====== Texto em estudo

As mortes de pacientes com idade entre 35 e 40 anos, que foram estatisticamente irrelevantes no primeiro mês do estudo, agora representam 5,4% do total. Entre os que tinham de 45 a 50 anos, a participação no total de mortes subiu de 5% para 12%. No mesmo período, o número de óbitos entre quem tinha entre 60 e 65 anos reduziu de 12,5% para 9,65% do total. “Também incluímos setembro, para comparação, e a tendência se confirma”, diz o diretor-geral do HCamp Goiânia, Guillermo Sócrates, que é infectologista.

No período comparado, também houve um aumento na proporção de mortes entre os mais jovens. Em abril, 65% das 40 pessoas que faleceram no hospital tinham mais de 65 anos. Em fevereiro, esta faixa etária correspondeu a 52% do total de 93 óbitos.

Ele lembra que o HCamp, por ser unidade de referência, recebe pacientes de várias origens e com estado avançado da doença. Mas, em conversa com outros gestores de hospitais e profissionais de saúde, os relatos são bem semelhantes.

Guillermo Sócrates lembra que, desde o início da pandemia, já era de conhecimento que a Covid-19 pode ser fatal em todas as idades, mas cita algumas explicações para o fato do agravamento atual entre as pessoas mais jovens: a proporção de exposição, por serem mais ativos profissionalmente e socialmente, e a falta de cuidados prévios com a saúde. “As pessoas que têm entre 45 a 50 anos geralmente não sabem que já têm comorbidades, não sabem que são do grupo de maior risco”, afirma.
As novas cepas também entram na conta. De acordo com o diretor-geral do HCamp, já existe comprovação científica de que elas são mais transmissíveis. Guillermo Sócrates lembra que há confirmação da presença em Goiás das cepas do Reino Unido (B.1.1.7) e de Manaus (P.1).

============

■ **Instruções das tarefas**:
- A) Transcreva, no texto sobre as mortes por Covid-19 no HCamp Goiânia, o trecho de "Guillermo Sócrates lembra que, desde" a "de Manaus (P.1).".
- B) De acordo com o texto sobre as mortes por Covid-19 no HCamp Goiânia, a presença de quais cepas já foi confirmada em Goiás?
- C) Dê continuidade ao texto sobre as mortes por Covid-19 no HCamp Goiânia a partir do ponto em que ele termina.

====== Material listado

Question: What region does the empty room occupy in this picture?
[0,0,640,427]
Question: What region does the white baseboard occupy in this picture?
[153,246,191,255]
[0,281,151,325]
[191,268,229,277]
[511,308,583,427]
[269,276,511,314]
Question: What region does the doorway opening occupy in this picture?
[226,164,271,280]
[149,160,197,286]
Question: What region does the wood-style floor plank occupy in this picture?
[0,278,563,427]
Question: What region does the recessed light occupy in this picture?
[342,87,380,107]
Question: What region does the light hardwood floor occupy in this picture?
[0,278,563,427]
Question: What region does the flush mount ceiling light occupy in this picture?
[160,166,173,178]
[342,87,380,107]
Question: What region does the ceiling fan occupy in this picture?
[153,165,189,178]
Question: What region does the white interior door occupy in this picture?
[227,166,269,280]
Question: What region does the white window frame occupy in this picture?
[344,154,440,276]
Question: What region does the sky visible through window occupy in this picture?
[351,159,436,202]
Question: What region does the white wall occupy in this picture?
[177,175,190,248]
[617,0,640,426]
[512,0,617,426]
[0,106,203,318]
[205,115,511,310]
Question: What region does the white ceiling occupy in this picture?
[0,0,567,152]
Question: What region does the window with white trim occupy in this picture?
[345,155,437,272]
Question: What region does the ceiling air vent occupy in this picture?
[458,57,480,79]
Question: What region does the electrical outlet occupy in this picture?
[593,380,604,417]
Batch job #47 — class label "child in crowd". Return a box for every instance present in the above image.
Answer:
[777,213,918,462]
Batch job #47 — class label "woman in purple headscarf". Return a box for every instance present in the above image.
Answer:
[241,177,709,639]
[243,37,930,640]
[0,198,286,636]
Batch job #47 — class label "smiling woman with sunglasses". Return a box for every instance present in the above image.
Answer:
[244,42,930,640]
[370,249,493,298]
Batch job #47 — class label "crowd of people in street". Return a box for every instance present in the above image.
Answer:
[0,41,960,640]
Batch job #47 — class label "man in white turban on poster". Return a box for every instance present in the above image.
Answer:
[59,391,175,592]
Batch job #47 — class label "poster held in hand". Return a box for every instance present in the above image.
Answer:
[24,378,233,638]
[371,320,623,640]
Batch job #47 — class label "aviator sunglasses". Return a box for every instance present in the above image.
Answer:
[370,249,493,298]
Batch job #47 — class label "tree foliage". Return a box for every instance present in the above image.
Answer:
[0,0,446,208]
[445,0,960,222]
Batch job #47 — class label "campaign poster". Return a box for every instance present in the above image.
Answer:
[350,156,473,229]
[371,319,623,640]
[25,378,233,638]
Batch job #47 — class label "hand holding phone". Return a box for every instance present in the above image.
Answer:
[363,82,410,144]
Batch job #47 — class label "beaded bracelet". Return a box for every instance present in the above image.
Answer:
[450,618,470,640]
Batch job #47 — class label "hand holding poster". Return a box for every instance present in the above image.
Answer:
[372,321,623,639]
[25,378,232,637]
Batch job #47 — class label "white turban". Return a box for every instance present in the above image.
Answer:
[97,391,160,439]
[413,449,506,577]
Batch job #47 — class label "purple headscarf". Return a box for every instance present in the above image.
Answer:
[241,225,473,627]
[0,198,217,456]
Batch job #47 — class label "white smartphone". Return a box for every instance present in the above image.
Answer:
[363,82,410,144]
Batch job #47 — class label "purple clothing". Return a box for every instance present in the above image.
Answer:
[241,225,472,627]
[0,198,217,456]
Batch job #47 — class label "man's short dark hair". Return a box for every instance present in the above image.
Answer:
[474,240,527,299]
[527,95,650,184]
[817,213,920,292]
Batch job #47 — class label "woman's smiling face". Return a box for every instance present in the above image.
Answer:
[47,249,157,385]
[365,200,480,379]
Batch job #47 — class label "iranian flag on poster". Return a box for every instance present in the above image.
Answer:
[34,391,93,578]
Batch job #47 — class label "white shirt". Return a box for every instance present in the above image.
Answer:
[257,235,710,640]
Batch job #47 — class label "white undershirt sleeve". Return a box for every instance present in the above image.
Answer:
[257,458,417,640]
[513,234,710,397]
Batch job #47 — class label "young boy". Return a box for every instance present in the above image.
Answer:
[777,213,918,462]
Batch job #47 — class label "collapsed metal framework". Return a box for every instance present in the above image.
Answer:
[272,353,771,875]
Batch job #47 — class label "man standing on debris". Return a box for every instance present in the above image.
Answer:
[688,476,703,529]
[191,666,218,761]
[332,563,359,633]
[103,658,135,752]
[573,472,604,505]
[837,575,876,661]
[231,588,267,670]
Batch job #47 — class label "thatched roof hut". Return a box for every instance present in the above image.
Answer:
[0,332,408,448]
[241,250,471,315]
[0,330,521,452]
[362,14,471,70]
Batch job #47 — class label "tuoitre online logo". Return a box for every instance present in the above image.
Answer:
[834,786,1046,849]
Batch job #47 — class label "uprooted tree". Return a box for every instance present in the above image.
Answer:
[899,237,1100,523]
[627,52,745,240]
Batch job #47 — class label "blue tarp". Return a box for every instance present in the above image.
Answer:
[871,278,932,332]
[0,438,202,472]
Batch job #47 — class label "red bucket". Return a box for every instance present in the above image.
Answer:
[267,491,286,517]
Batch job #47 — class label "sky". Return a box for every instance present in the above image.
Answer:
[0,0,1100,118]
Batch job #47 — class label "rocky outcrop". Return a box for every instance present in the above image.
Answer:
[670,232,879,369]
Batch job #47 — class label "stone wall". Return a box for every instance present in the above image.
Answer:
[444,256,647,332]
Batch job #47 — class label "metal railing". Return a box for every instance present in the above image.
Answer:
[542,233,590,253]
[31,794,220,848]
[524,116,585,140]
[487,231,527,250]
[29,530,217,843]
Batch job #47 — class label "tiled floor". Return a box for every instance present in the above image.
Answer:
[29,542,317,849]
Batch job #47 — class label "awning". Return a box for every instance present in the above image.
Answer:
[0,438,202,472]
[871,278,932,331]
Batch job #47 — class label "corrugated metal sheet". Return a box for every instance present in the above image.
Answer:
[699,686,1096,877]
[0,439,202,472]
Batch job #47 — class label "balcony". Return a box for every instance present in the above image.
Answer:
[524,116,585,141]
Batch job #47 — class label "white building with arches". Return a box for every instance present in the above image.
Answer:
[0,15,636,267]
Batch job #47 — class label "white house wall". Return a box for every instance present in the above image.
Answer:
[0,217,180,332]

============

■ **Gabarito**:
- A)
Guillermo Sócrates lembra que, desde o início da pandemia, já era de conhecimento que a Covid-19 pode ser fatal em todas as idades, mas cita algumas explicações para o fato do agravamento atual entre as pessoas mais jovens: a proporção de exposição, por serem mais ativos profissionalmente e socialmente, e a falta de cuidados prévios com a saúde. “As pessoas que têm entre 45 a 50 anos geralmente não sabem que já têm comorbidades, não sabem que são do grupo de maior risco”, afirma.
As novas cepas também entram na conta. De acordo com o diretor-geral do HCamp, já existe comprovação científica de que elas são mais transmissíveis. Guillermo Sócrates lembra que há confirmação da presença em Goiás das cepas do Reino Unido (B.1.1.7) e de Manaus (P.1).

- B) As cepas do Reino Unido (B.1.1.7) e de Manaus (P.1).

- C)
Outro agravante, segundo Gillhermo Sócrates, é que, ao menos no HCamp, os pacientes têm ficado mais tempo internados. Em abril de 2020, na semana epidemiológica com maior pico, a permanência em um leito de Unidade de Terapia Intensiva (UTI) chegou a 6,9 dias. Em setembro, saltou para 9 dias e, na última semana epidemiológica de fevereiro, a 11,51 dias. Este período acaba se refletindo, também, na taxa de ocupação de leitos críticos. Depois de oscilar em torno de 40% em dezembro, esta taxa subiu para uma média de 95% em fevereiro, mesmo com aumento de 86 para 100 leitos nesse período.

Estado
De acordo com o secretário de Saúde de Goiás, Ismael Alexandrino, o recorte do HCamp se reflete em todo o Estado, ainda que os boletins da Secretaria Estadual de Saúde (SES-GO) não tenham captado esta mudança. Por causa do volume acumulado há um ano, o avanço de casos graves de Covid-19 entre os jovens ainda não mexe com as estatísticas oficiais. “Mas o agravamento da doença entre os mais novos é o padrão do dia a dia”, afirma.

Esta mudança no perfil da infecção pelo coronavírus (Sars-CoV-2) tem sido notada especialmente a partir de janeiro, segundo o secretário, de “forma atípica, sem padrão”. Isso inclui sintomas menos comuns, que não são apenas respiratórios, como dores de cabeça. “Os quadros evoluem rapidamente, sobretudo na infecção pela cepa de Manaus”, alerta Alexandrino.
 
Cuidava da avó, mas morreu aos 30 anos
Aos 30 anos de idade, Mirley Matos é uma dos jovens que morreram em Goiás vítimas da Covid-19. Mãe de duas crianças, morava em Luziânia, no Entorno do Distrito Federal (DF), com uma avó de quem cuidava durante a pandemia. A avó, inclusive, foi a primeira a ser infectada, mas teve apenas sintomas leves. Mirley passou pelos primeiros dias da doença apenas com sintomas leves, mas depois acabou precisando de internação.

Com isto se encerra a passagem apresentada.